## Instructions for the task
Give the following records again in full and without alteration.

## Extracted records
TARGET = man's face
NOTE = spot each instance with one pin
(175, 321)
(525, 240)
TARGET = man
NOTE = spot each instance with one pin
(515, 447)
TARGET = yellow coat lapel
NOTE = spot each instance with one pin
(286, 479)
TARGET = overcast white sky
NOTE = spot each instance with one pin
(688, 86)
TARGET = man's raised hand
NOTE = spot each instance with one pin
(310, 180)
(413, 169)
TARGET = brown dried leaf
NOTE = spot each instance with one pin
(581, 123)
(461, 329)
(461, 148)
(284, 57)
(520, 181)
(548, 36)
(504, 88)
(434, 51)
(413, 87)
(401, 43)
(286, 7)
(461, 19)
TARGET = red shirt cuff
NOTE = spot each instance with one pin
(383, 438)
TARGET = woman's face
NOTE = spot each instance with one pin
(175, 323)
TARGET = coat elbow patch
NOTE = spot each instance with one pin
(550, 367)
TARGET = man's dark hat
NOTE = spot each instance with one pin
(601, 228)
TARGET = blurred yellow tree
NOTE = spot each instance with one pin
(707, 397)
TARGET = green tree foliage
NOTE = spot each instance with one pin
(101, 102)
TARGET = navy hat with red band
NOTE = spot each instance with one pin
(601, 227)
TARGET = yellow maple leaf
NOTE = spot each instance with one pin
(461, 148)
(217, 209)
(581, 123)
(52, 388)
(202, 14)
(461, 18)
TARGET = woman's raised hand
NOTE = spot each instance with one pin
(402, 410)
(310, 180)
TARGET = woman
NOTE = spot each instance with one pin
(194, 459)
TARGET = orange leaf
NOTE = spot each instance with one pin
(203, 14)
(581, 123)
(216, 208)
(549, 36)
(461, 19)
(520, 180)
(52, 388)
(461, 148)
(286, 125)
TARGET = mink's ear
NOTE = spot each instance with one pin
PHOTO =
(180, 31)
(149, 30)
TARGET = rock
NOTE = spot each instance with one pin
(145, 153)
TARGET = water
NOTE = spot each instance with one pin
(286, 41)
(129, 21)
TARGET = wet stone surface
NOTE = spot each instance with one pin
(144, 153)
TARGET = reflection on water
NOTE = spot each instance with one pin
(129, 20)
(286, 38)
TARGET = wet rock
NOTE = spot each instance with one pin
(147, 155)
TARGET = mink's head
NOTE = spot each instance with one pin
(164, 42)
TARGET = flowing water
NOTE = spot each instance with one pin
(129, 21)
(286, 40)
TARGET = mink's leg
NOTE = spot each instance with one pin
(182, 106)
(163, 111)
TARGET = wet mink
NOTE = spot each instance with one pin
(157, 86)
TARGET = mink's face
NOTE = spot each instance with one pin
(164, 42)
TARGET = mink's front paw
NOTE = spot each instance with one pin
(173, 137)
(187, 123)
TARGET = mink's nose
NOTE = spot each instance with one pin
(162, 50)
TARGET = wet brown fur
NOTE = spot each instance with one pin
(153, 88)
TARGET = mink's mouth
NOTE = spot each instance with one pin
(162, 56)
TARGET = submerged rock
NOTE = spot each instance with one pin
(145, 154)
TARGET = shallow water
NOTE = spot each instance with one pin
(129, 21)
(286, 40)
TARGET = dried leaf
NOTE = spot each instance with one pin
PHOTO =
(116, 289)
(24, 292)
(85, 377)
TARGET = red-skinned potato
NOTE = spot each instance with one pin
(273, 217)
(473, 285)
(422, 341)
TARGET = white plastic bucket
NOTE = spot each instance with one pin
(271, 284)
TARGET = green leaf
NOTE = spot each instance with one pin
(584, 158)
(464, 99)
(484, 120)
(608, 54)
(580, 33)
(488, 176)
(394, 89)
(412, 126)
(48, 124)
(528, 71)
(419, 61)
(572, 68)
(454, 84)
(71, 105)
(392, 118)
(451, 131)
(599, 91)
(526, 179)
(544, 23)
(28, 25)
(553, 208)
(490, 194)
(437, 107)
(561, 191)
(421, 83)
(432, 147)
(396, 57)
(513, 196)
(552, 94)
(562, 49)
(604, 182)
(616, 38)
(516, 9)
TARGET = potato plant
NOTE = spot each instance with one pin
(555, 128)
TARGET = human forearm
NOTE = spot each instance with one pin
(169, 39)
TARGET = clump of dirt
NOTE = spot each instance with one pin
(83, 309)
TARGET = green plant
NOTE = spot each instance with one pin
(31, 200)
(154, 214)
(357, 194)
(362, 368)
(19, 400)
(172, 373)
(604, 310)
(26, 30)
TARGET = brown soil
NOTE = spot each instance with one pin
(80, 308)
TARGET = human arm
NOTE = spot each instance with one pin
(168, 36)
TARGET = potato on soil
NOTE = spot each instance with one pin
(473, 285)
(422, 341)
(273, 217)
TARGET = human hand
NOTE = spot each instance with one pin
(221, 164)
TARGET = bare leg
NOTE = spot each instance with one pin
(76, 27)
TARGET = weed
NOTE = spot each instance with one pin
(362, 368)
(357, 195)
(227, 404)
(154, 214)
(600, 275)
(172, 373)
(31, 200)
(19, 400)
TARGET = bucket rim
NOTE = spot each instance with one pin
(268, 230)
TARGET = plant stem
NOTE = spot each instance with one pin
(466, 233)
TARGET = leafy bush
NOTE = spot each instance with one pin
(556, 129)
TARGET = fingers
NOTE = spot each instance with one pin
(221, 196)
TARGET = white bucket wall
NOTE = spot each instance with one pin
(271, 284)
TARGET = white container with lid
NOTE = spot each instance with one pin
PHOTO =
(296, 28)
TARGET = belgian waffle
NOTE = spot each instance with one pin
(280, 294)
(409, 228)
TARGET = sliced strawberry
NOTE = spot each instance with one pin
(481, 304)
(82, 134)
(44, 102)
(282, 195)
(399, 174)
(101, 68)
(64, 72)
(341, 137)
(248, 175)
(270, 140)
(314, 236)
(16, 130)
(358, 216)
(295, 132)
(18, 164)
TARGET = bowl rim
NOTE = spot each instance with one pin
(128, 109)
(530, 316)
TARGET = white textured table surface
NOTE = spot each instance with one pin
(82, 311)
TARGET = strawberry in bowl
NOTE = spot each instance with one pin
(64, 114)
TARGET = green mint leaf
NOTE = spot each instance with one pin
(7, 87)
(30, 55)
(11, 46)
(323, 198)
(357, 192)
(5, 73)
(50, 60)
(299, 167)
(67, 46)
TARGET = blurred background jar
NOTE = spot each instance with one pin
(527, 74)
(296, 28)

## Answer section
TARGET = man's face
NOTE = spot each instance with one pin
(175, 321)
(525, 240)
TARGET = man
NOTE = spot each instance with one pin
(515, 447)
TARGET = yellow coat lapel
NOTE = spot each instance with one pin
(286, 479)
TARGET = overcast white sky
NOTE = spot each instance with one pin
(688, 86)
TARGET = man's raised hand
NOTE = spot each instance with one pin
(310, 180)
(413, 169)
TARGET = brown dried leaf
NOTE = spot each instance with one pin
(581, 123)
(461, 329)
(461, 148)
(284, 57)
(520, 181)
(548, 36)
(504, 88)
(434, 51)
(413, 87)
(401, 43)
(286, 7)
(461, 19)
TARGET = red shirt cuff
NOTE = spot each instance with one pin
(383, 438)
TARGET = woman's face
NOTE = spot each instance with one pin
(175, 323)
TARGET = coat elbow patch
NOTE = spot each instance with one pin
(550, 367)
TARGET = man's dark hat
NOTE = spot each instance with one pin
(601, 228)
TARGET = blurred yellow tree
NOTE = spot each instance with one pin
(707, 397)
TARGET = green tree foliage
NOTE = spot each instance with one pin
(101, 102)
TARGET = navy hat with red band
NOTE = spot each instance with one pin
(601, 227)
TARGET = yellow maple leaf
NOTE = spot each instance with one pin
(461, 148)
(217, 209)
(581, 123)
(52, 388)
(202, 14)
(461, 18)
TARGET = woman's raised hand
NOTE = spot each instance with one pin
(402, 410)
(310, 180)
TARGET = woman
NOTE = spot each instance with one pin
(194, 459)
TARGET = orange leaf
NOTE = spot each instance with one pin
(203, 14)
(581, 123)
(216, 208)
(549, 36)
(461, 19)
(520, 180)
(52, 388)
(461, 148)
(286, 125)
TARGET = mink's ear
NOTE = spot each instance with one pin
PHOTO =
(180, 31)
(149, 30)
TARGET = rock
NOTE = spot each instance with one pin
(145, 153)
TARGET = water
NOTE = spot each instance with one pin
(286, 41)
(129, 21)
TARGET = wet stone surface
NOTE = spot each instance with one pin
(144, 153)
TARGET = reflection on water
NOTE = spot each instance with one pin
(129, 20)
(286, 38)
TARGET = wet rock
NOTE = spot each instance with one pin
(147, 155)
TARGET = mink's head
NOTE = spot each instance with one pin
(164, 42)
TARGET = flowing water
NOTE = spot each instance with one pin
(129, 21)
(286, 40)
TARGET = mink's leg
NOTE = spot each instance with one pin
(182, 106)
(163, 111)
TARGET = wet mink
NOTE = spot each instance with one pin
(157, 86)
TARGET = mink's face
NOTE = spot each instance with one pin
(164, 42)
TARGET = mink's front paw
NOTE = spot each instance with one pin
(173, 137)
(187, 123)
TARGET = mink's nose
NOTE = spot each instance with one pin
(162, 50)
TARGET = wet brown fur
NOTE = spot each instance with one pin
(153, 88)
TARGET = mink's mouth
NOTE = spot each instance with one pin
(162, 56)
TARGET = submerged rock
NOTE = spot each instance with one pin
(145, 154)
TARGET = shallow water
NOTE = spot each instance with one pin
(129, 21)
(286, 40)
TARGET = dried leaf
NOTE = spot each instance with one pin
PHOTO =
(116, 289)
(24, 292)
(85, 377)
TARGET = red-skinned potato
NOTE = spot each instance with one pin
(273, 217)
(473, 285)
(422, 341)
TARGET = white plastic bucket
NOTE = spot each instance with one pin
(271, 284)
TARGET = green leaf
NOTE = spot each instance with one pin
(584, 158)
(464, 99)
(484, 120)
(608, 54)
(580, 33)
(488, 176)
(394, 89)
(412, 126)
(48, 124)
(528, 71)
(419, 61)
(572, 68)
(454, 84)
(71, 105)
(392, 118)
(451, 131)
(599, 91)
(526, 179)
(544, 23)
(28, 25)
(553, 208)
(490, 194)
(437, 107)
(561, 191)
(421, 83)
(432, 147)
(396, 57)
(513, 196)
(552, 94)
(562, 49)
(604, 182)
(616, 38)
(516, 9)
TARGET = potato plant
NOTE = spot each instance with one pin
(555, 128)
TARGET = human forearm
NOTE = spot each instance with one pin
(169, 39)
TARGET = clump of dirt
NOTE = spot each instance with one pin
(83, 309)
TARGET = green plant
NOTE = spot each instance with one pin
(31, 200)
(154, 214)
(357, 194)
(362, 368)
(19, 400)
(172, 373)
(604, 310)
(26, 30)
TARGET = brown soil
NOTE = spot each instance with one pin
(80, 308)
TARGET = human arm
NOTE = spot each instance with one pin
(168, 36)
TARGET = potato on soil
NOTE = spot each instance with one pin
(473, 285)
(422, 341)
(273, 217)
TARGET = human hand
NOTE = spot each instance with one pin
(221, 164)
TARGET = bare leg
NOTE = spot each instance with one pin
(76, 27)
TARGET = weed
NOTE = spot each instance with one pin
(362, 368)
(357, 195)
(227, 404)
(154, 214)
(600, 275)
(172, 373)
(31, 200)
(19, 400)
TARGET = bucket rim
NOTE = spot each instance with one pin
(268, 230)
TARGET = plant stem
NOTE = spot each instance with one pin
(466, 233)
TARGET = leafy bush
NOTE = spot each instance with one pin
(556, 129)
TARGET = fingers
NOTE = spot each instance with one pin
(221, 196)
TARGET = white bucket wall
NOTE = spot each instance with one pin
(271, 284)
TARGET = white container with lid
NOTE = spot each instance with one pin
PHOTO =
(296, 28)
TARGET = belgian waffle
NOTE = spot each instance with one pin
(280, 294)
(409, 228)
TARGET = sliced strawberry
NOTE = spot each instance with one pin
(481, 304)
(82, 134)
(44, 102)
(282, 195)
(399, 174)
(101, 68)
(64, 72)
(341, 137)
(248, 175)
(270, 140)
(314, 236)
(16, 130)
(358, 216)
(295, 132)
(18, 164)
TARGET = bowl rim
NOTE = spot each instance with one pin
(128, 109)
(530, 316)
TARGET = white textured table surface
NOTE = spot each instance with one pin
(82, 311)
TARGET = strawberry in bowl
NOTE = spot each instance with one pin
(64, 114)
TARGET = green mint leaf
NOTE = spot each instance with one pin
(7, 87)
(30, 55)
(11, 46)
(323, 198)
(357, 192)
(5, 73)
(50, 60)
(299, 167)
(67, 46)
TARGET = blurred background jar
NOTE = spot each instance with one pin
(527, 74)
(296, 28)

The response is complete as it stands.